_WHAT YOU NEED TO DO_
Lines containing the string "instance": how many are there below? Answer with the number only.

○ ○ ○ ○

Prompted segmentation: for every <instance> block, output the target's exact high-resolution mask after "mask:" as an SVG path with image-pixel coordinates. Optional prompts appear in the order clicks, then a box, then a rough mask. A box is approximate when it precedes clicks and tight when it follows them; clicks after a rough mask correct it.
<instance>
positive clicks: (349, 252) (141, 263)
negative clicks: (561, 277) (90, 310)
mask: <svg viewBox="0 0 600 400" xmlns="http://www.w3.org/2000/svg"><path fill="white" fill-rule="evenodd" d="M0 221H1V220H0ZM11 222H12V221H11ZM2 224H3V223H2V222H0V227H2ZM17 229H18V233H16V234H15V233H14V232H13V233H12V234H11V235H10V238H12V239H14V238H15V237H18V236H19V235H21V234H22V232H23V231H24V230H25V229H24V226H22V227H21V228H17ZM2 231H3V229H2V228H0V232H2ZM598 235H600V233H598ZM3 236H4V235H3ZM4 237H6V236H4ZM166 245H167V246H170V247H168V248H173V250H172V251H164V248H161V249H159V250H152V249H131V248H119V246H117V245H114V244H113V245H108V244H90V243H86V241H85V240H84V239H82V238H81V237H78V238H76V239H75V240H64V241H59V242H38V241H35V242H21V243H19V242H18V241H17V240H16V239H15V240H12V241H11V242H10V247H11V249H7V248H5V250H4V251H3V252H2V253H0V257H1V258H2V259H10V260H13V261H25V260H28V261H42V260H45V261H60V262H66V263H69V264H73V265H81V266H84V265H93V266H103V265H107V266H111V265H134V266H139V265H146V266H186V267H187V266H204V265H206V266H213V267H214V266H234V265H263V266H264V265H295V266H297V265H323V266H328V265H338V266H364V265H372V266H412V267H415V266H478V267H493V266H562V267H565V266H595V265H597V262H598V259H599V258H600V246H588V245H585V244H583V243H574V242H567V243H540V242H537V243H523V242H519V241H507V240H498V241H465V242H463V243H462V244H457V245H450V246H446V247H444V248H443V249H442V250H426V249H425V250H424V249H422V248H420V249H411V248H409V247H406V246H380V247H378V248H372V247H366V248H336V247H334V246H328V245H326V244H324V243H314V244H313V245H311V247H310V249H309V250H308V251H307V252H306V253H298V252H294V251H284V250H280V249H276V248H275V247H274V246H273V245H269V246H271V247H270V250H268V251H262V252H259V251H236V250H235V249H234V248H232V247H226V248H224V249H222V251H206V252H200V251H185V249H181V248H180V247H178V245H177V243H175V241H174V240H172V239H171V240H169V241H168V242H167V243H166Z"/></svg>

○ ○ ○ ○

_TASK RESPONSE_
2